Source file ⇒ 2017-lec8.Rmd
last compiled on Fri Feb 10 10:49:32 2017
Aesthetics are properties of the graph that we map to a variable.
(example col=sex
in the BabyNames
data set)
Attribute are properties of the graph that we set equal to a fixed value.
(example col=“red”)
mtcars %>% ggplot(aes(x=wt,y=mpg)) + geom_point(aes(col=as.factor(cyl)))
mtcars %>% ggplot(aes(x=wt,y=mpg)) + geom_point(col="red")
Note: attributes don’t have a legend since since it takes only a fixed value.
The theming system in ggplot2 enables a user to control non-data elements of a ggplot object. For example you can:
These influence the rendering of the graphic but are independent of the data being plotted. These are called theme elements, i.e., aspects of a ggplot object that are capable of modifying its appearance but are neither directly related to data nor aesthetics associated with data.
To illustrate, lets start with this plot:
p <- ggplot2::mpg %>% ggplot( aes(x = cty, y = hwy, color = factor(cyl))) +
geom_jitter() +
labs(
x = "City mileage/gallon",
y = "Highway mileage/gallon",
color = "Cylinders"
)
p
ggplot2
makes attractive plots but sometimes you want to customize it to meet your needs.
The themes in ggplot2
are composed of the following:
theme elements, which refer to individual attributes of a graphic that are independent of the data, such as the appearance of axis text (ex: axis.text
);
theme element functions, which enables you to modify the settings of certain theme elements (ex: axis.text = element_text(size = 14)
;
theme functions, which define the settings of a collection of theme elements for the purpose of creating a specific style of graphics production
p + theme(axis.text = element_text(colour = "blue", size = 15, face = "italic"), axis.text.y = element_text(size = rel(0.7), angle = 90))
library(ggthemes) #in console: install.packages("ggthemes") to install
p + theme_igray()

Records shown:
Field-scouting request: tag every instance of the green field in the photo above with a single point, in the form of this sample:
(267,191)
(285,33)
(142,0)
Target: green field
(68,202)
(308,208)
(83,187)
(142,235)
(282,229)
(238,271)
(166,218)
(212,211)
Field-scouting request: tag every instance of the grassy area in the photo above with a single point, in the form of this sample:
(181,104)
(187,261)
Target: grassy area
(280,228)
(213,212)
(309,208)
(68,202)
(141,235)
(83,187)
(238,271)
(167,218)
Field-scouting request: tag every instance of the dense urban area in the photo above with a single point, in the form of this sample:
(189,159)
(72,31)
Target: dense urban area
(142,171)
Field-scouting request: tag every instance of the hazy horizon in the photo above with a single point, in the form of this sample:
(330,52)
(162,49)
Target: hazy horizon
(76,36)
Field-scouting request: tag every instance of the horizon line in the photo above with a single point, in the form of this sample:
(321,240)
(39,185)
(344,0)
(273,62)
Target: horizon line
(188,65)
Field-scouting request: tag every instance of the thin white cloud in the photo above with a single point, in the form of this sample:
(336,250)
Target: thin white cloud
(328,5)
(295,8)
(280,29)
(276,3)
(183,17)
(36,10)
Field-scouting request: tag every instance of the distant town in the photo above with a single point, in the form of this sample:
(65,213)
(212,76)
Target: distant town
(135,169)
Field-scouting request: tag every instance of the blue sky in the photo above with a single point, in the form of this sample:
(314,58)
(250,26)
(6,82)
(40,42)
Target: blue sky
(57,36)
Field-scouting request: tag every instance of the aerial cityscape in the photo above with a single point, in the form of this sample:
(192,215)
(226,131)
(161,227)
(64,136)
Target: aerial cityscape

Required task:
Repeat word for word the part of the ggplot2 lecture notes that begins at the words "The themes in" and stops after "angle = 90))". The items are unrelated to the ggplot2 lecture notes.

Reply to the exercise:
The themes in ggplot2
are composed of the following:
theme elements, which refer to individual attributes of a graphic that are independent of the data, such as the appearance of axis text (ex: axis.text
);
theme element functions, which enables you to modify the settings of certain theme elements (ex: axis.text = element_text(size = 14)
;
theme functions, which define the settings of a collection of theme elements for the purpose of creating a specific style of graphics production
p + theme(axis.text = element_text(colour = "blue", size = 15, face = "italic"), axis.text.y = element_text(size = rel(0.7), angle = 90))